Write out, word for word, the part of the lines below that opens with the line containing "the metal chain" and closes with the line containing "pixel 269 374", with both of those lines included. Leave the pictures out of your answer.

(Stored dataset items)
┌──

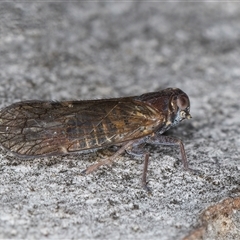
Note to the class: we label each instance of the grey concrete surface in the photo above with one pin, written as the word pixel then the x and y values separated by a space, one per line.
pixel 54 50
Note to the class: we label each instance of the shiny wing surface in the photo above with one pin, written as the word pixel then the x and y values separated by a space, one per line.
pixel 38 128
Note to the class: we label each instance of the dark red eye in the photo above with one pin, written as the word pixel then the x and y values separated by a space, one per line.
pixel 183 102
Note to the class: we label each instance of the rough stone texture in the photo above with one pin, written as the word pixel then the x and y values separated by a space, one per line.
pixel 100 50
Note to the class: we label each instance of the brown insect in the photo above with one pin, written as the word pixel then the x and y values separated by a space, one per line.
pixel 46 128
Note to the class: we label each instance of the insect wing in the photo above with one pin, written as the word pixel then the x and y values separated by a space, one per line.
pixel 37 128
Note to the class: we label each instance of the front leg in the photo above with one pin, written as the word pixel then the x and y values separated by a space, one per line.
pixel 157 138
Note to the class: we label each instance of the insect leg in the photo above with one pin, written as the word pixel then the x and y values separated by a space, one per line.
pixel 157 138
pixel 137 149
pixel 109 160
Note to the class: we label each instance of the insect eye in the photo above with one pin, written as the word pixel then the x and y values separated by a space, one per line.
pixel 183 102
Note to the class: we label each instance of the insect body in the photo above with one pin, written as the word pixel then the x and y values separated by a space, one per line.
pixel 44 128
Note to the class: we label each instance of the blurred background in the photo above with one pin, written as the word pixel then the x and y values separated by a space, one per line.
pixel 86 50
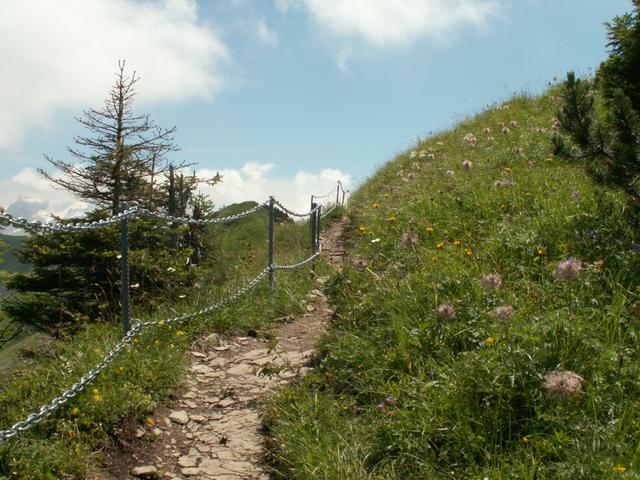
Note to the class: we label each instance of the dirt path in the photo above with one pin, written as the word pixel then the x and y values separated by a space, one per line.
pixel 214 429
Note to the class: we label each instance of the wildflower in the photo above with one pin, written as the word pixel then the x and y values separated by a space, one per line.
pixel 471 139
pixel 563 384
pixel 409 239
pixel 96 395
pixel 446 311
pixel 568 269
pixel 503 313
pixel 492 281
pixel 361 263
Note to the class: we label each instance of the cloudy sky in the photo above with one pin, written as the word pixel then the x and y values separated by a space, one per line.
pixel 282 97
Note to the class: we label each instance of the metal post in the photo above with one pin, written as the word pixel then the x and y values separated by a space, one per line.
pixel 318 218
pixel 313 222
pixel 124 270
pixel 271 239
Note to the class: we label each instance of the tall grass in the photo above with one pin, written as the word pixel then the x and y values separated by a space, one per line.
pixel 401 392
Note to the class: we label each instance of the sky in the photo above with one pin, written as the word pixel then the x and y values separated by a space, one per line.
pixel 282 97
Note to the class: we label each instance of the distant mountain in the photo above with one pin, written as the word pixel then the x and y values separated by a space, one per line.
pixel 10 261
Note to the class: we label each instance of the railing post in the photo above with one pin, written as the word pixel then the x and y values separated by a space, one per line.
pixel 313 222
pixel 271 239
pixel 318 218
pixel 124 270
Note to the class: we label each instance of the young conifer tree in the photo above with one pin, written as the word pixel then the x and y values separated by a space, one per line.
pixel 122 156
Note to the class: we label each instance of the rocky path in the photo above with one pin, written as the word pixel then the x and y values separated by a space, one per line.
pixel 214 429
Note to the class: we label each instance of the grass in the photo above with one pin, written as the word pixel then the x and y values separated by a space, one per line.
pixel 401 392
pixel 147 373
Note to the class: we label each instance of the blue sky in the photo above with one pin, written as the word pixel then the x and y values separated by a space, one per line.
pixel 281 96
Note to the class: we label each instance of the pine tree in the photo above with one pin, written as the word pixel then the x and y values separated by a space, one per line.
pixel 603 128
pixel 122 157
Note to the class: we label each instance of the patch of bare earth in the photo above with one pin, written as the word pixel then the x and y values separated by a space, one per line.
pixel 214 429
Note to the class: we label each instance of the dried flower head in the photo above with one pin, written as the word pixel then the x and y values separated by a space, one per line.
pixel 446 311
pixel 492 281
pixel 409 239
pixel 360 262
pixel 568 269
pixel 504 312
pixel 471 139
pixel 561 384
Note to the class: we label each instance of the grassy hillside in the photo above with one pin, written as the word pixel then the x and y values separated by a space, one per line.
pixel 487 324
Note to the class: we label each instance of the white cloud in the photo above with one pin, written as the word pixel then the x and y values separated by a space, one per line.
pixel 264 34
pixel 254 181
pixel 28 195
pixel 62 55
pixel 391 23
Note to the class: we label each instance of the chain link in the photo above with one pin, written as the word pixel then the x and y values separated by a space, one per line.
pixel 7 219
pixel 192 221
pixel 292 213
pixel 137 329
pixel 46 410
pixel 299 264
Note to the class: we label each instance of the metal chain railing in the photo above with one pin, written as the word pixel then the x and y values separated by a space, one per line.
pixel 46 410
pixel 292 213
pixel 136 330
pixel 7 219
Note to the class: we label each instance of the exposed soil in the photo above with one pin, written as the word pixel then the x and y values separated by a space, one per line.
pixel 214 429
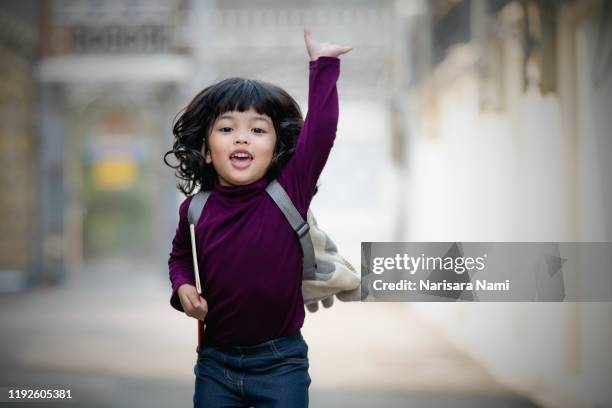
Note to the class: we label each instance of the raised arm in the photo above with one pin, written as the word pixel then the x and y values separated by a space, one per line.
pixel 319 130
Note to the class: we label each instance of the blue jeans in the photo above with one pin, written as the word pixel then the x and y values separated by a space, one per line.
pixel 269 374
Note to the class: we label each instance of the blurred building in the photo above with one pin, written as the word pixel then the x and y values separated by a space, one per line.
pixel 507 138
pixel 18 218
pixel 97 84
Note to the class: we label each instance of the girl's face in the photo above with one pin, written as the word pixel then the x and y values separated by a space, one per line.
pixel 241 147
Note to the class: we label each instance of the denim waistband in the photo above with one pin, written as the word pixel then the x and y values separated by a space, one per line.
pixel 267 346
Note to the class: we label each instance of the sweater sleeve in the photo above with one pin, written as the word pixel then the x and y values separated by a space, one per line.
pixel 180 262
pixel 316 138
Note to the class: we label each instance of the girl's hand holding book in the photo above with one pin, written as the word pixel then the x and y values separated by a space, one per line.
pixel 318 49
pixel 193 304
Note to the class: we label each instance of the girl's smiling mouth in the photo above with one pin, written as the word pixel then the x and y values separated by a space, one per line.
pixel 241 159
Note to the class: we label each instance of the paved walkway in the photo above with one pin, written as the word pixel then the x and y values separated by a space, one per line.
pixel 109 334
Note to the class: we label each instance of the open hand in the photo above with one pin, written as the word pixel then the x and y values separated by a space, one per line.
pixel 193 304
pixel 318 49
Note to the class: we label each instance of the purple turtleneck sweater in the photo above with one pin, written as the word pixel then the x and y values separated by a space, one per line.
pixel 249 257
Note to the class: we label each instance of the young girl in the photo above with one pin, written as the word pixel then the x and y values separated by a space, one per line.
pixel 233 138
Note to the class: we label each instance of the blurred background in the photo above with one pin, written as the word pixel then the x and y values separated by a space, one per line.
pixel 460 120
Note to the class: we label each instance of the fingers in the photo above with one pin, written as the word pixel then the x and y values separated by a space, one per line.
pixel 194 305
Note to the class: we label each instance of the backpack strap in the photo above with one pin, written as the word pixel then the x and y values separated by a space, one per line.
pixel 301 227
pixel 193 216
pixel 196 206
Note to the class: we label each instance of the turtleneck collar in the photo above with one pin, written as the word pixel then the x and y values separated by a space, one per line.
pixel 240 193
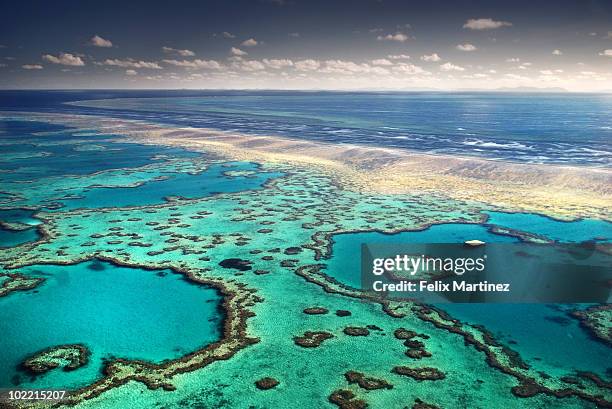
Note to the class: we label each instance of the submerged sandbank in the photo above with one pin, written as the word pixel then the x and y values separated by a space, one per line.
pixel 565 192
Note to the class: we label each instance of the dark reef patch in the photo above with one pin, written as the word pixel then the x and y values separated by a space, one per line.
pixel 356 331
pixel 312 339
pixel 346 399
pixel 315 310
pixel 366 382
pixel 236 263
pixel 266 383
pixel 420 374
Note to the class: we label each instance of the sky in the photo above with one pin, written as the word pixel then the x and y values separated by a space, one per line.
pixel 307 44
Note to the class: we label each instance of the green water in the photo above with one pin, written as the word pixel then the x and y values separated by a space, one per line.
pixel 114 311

└──

§ Task response:
Note to the class: we label each instance of the metal chain railing in the photo above with one pin, written as the word pixel then the x and y values separated by a space, one per line.
pixel 46 410
pixel 292 213
pixel 136 330
pixel 7 219
Note to the class: we label each instance of the exposed soil in the photo above with one pin, written as the word pixel then the x and y values separated by a space, one per line.
pixel 214 429
Note to the class: we label each instance of the raised arm in the photo above with one pin, written as the word pixel then the x and y values separated by a space, one per line.
pixel 319 130
Note to the class: we label each instance of the blue jeans in the photo above with one pin, written as the word pixel then the x and y values separated by a space, one per line.
pixel 269 374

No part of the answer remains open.